*SOAL*: Sambung teks bacaan tentang sarana persembahan dan upacara korban Weda, mulai setelah kalimat terakhirnya.

*TEKS BACAAN*:
———

Perihal bunyi kitab suci Bhagavadgita IX.26 yang meyebutkan
sarana persembahan berupa bunga, buah, air dan daun yang tidak bersifat
mengikat tetapi kenyataannya masih diatur lagi sehingga tidak semua jenis bunga
misalnya yang dapat dipakai sarana upacara atau upakara yadnya dapat diberi
penjelasan dengan membandingkan di sekala. Untuk itulah ada buku atau lontar
yang menjabarkan tentang jenis bunga yang bisa dan tidak dipakai dalam
persembahan. Yang pasti setiap sarana persembahan patut mengacu pada
persyaratan seperti : Sukla (belum pernah diaturkan), tan leteh (tidak bernoda
atau cemar), tidak didapat dari perbuatan jahat (mencuri) dan sesuai dengan
sastra (petunjuk lontar) serta dresta (tradisi).[10]
Umat Weda memulaikan para leluhur mereka dengan
menyelenggarakan upacara korban, upacara korban, yang selain dilakukkan dengan
harapan supaya para dewa melindungi manusia dari roh jahat, juga supaya para
dewa memberikan kelancaran, kemurahan serta ketentraman. Tujuan utama upacara
korban dalam agama Weda ini ialah terjaminnya tata tertib kosmos.
Dua macam upacara korban simbolik yang penting ialah :
pertama korban manusia (purusa) sebagaimana tercantum dalam kidung kosmogonik
dalam kitab Rg-Weda, yang menyebutkan bahwa yang maha tinggi telah menjalani
korban untuk penciptaan dan kedua adalah korban sarwameda di mana
manusia mengakui ke maha kuasaan Tuhan secara universal sehingga kemudian dewa
melimpahkan segala miliknya kepada seluruh manusia.[11]
Selain itu masih ada korban Rajasanya, korban untuk
pengobatan dan kedaulatan raja yang diselenggarakan dengan upacara yang disebut
Aswemeda. Untuk keperluan sehari-hari korban dilakukan oleh kepala
keluarga yang diselenggarakan di api keluarga. Ada pula upacara korban yang
diselenggarakan di rumah-rumah atau di altar. Dari segi penyelenggaraan, korban
yang dilakukan hanya oleh seorang pendeta saja dirasa kurang memuaskan.
Biasanya korban diselenggarakan oleh beberapa orang pendeta. Pendeta yang
sangat diutamakan biasanya disebut Hotri yang tugasnya adalah
menyitir bait-bait yang terdapat dalam Rg-Weda. Pendeta Adwaryu juga
penting karena dalam penyelenggaraan korban ini diperlukan
persiapan-persiapan yang cermat.

———

*MATERI DITAMPILKAN*:
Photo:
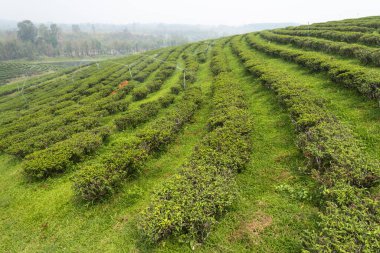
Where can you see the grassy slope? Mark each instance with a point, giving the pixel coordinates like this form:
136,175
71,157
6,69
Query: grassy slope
359,113
43,217
263,219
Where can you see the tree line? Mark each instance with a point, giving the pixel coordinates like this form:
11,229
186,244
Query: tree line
30,41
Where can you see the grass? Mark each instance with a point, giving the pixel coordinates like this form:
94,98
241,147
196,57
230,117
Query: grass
264,219
42,217
359,113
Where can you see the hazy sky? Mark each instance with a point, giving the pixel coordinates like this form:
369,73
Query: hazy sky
212,12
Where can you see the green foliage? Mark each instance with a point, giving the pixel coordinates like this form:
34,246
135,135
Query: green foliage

———

*JAWABAN*:
Di kalangan rakyat umum terdapat beberapa upacara korban
sebagai upacara siklus kehidupan. Di beberapa tempat, upacara
tersebut terdiri dari satu seri upacara korban kecil dengan sesaji yang sangat
sederhana seperti sayur-sayuran dan buah-buahan. Upacara dilakukan sendiri oleh
pemilik rumah selaku penanggungjawab anggota keluarganya. Upacara ini juga
mementingkan api.
Praktek
Keagamaan
Yang menjadi pusat pemujaan orang-orang pada zaman ini ialah kurban.
Kurban-kurban itu dipersembahkan dengan maksud untuk mendapatkan kemurahan
dewa-dewa, menghindari diri dari permusuhan roh-roh yang jahat, dan memuja para
leluhur.[12]
Pada hakikatnya kurban yang dipersembahkan kepada dewa-dewa itu bersifat
permohonan, yaitu mohon keuntungan-keuntungan bagi hari depan, sehingga kurban
ucapan syukur bagi hal-hal yang sudah dialaminya tidak ada.
Dengan kurban itu mereka bermaksud untuk menggerakkan hati para dewa sehingga
mereka berkenan mengabulkan permohonan yang diajukan bersamaan dengan
kurban-kurban itu.
Ada dua macam kurban, yaitu kurban tetap, yang dilakukan tiap kali, pada
waktu pagi dan sore, tiap bulan baru dan bulan purnama, tiap awal musim semi,
musim hujan, dan musim dingin.
Disamping itu ada kurban berkala,yang dikurbankan jika ada keperluan,
umpamanya kurban sama, aswameda atau kurban kuda, rajasuya, dan
sebagainya.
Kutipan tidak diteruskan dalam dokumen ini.